▶ _WORK INSTRUCTION A_:
Answer these about the ClickHouse and Hasura text, one line each:
(i) What type of database management system is ClickHouse said to be?
(ii) What does Hasura use to connect to ClickHouse?
(iii) What does Hasura let you prototype rapidly with?
▶ _WORK INSTRUCTION B_: Echo the passage of the ClickHouse and Hasura text from "What is ClickHouse?" to "What is Hasura?", word for word.
▶ _WORK INSTRUCTION C_: Carry on the ClickHouse and Hasura text, picking up after its final sentence.

While LLMs excel at comprehending and engaging in natural language, they do encounter limitations when confronted with novel problems.

To leverage LLMs and build an SRE assistant, we must augment the business context (of being an SRE) to LLMs by prompt engineering.

What is ClickHouse?

ClickHouse is a fast, open source, column-oriented database management system that’s designed for real-time analytics using SQL queries.

Storing huge volumes of telemetry data and retrieving relevant context becomes possible through ClickHouse, which can crunch millions of records in a fraction of a second because of its distributed processing capabilities. The ability to retrieve data quickly from huge volumes of data at inference time, makes Clickhouse an ideal data store for GenAI applications.

What is Hasura?

Hasura is a platform to build secure production-grade data APIs in no time with role-based access control (RBAC). You can use native connectors or create your own custom connector.

Hasura can connect to ClickHouse using a custom connector, which you can find here: https://github.com/hasura/clickhouse_gdc_v2.

Hasura enables you to prototype rapidly with a Notebook. You can get started quickly and incrementally add value.

Data and consumers

Within this environment, distinct teams need access to specific data as dictated by their permissions, aligning with the granular nature of modern data management.

▶ _INFORMATION_:

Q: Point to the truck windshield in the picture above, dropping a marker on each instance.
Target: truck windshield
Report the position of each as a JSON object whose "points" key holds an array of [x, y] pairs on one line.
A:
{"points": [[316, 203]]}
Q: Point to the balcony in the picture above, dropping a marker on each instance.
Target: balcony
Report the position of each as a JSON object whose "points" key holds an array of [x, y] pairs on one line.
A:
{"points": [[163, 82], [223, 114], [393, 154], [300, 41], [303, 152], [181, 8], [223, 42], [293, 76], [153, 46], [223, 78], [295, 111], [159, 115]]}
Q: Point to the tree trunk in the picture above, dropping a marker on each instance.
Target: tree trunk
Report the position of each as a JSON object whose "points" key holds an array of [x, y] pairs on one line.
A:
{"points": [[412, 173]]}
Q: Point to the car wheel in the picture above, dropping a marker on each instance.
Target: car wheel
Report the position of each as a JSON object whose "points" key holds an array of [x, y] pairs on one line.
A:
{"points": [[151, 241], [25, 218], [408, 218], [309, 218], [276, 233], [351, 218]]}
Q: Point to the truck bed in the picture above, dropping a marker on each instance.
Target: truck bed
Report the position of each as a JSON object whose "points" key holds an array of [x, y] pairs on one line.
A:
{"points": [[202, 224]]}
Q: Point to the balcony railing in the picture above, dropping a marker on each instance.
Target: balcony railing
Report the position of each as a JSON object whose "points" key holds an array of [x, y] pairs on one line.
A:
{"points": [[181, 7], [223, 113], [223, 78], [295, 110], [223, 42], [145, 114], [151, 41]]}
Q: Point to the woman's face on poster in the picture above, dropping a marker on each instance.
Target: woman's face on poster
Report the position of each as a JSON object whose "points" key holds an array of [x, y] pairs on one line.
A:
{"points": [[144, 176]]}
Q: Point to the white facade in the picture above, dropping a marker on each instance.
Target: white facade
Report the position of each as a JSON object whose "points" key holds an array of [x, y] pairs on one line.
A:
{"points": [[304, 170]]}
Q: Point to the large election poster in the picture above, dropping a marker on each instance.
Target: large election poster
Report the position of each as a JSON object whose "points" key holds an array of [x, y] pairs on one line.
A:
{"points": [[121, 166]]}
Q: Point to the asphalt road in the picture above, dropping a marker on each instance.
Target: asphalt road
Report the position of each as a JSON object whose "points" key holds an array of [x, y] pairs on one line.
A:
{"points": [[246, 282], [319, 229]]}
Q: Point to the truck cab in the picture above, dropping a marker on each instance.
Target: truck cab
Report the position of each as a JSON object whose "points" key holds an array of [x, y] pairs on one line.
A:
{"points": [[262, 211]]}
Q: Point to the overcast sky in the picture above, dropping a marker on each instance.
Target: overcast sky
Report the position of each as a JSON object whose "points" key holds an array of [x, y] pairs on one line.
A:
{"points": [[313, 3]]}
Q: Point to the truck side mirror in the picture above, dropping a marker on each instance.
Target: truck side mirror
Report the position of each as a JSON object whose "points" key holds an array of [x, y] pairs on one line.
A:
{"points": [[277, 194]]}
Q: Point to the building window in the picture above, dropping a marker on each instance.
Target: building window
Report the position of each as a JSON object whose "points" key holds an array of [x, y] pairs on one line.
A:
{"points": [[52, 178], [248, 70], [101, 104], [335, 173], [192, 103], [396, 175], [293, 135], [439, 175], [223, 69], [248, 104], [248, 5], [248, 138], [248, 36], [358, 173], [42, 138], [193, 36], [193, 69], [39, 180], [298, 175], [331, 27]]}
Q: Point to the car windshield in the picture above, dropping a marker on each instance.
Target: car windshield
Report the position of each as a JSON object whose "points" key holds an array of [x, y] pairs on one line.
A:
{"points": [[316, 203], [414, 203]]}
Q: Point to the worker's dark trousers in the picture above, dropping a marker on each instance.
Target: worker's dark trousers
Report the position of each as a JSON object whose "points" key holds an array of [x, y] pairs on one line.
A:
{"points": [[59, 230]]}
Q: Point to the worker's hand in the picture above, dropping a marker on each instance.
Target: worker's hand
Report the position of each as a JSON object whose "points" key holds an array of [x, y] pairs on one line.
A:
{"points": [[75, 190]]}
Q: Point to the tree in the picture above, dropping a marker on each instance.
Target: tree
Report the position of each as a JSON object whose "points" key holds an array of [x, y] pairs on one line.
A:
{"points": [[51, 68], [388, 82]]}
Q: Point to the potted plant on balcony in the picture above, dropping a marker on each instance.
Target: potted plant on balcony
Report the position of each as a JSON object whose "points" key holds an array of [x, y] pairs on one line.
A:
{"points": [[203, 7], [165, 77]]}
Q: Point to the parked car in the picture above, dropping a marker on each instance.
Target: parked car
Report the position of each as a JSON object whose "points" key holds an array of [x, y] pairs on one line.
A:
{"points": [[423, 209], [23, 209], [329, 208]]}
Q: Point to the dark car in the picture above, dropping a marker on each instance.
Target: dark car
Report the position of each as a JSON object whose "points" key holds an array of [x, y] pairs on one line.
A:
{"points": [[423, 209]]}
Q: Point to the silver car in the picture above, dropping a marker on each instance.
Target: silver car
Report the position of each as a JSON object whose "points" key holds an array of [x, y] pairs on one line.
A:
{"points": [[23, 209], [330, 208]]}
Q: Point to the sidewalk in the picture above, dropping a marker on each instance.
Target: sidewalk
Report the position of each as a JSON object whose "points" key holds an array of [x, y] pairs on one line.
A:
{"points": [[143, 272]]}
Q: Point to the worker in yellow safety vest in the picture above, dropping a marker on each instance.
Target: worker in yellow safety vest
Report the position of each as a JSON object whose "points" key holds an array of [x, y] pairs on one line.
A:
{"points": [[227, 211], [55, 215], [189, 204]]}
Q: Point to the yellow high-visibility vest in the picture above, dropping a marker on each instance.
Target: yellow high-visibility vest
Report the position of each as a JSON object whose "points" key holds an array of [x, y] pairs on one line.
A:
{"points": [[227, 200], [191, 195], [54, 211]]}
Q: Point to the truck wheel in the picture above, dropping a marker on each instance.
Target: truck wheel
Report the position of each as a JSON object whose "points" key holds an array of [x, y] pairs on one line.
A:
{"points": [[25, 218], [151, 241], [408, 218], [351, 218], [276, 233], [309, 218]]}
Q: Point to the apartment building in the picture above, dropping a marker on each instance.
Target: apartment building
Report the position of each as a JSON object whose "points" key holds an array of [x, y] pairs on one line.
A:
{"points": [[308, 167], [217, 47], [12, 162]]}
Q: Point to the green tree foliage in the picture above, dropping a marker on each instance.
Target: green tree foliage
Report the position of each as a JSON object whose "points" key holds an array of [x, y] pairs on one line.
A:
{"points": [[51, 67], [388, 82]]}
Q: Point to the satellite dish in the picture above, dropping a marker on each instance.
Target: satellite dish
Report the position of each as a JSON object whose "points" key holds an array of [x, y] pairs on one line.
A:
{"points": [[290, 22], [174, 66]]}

▶ _EXERCISE OUTPUT A_:
(i) A fast, open source, column-oriented database management system designed for real-time analytics using SQL queries.
(ii) A custom connector.
(iii) A Notebook.

▶ _EXERCISE OUTPUT B_:
What is ClickHouse?

ClickHouse is a fast, open source, column-oriented database management system that’s designed for real-time analytics using SQL queries.

Storing huge volumes of telemetry data and retrieving relevant context becomes possible through ClickHouse, which can crunch millions of records in a fraction of a second because of its distributed processing capabilities. The ability to retrieve data quickly from huge volumes of data at inference time, makes Clickhouse an ideal data store for GenAI applications.

What is Hasura?

▶ _EXERCISE OUTPUT C_:
Further, the origin of the data, whether from mobile or web platforms, holds significance in determining the permissions governing its access, adding an additional layer of context to the process.

Data layer challenges

To build highly performant microservices, we need to develop high-concurrency, low-latency data APIs with security and RBAC. Building data APIs is time-consuming and not the best use of a developer’s time in the fast-paced GenAI environment.

Why Hasura + ClickHouse?

Hasura's enterprise-ready API management and RBAC features simplify the adoption of new databases such as ClickHouse. Users can enjoy ClickHouse's ability to perform analytical queries over billions of rows in milliseconds, without needing a deep understanding of the data structure and schema.

Conversely, ClickHouse users can exploit Hasura's ability to provide a data agnostic query layer in front of ClickHouse – simplifying the adoption and allowing rapid prototyping through automatically generated JSON APIs.

To demonstrate this value, we build an example application below.

Tutorial: SRE assistant

Consider a scenario where we are operating a web application, receiving an average traffic of around 100 requests per minute. To effectively manage this load, our infrastructure consists of 10 servers, each assigned a portion of the incoming requests through a round-robin distribution.

However, there are instances when hardware issues come into play, leading to a delay in the request execution and subsequently causing increased latency.

Our system is configured to monitor latency closely, and any sudden surge beyond the hypothetical threshold of 20 milliseconds triggers an automatic incident creation mechanism. This proactive approach ensures that performance anomalies are promptly addressed, maintaining a seamless user experience even during periods of heightened demand.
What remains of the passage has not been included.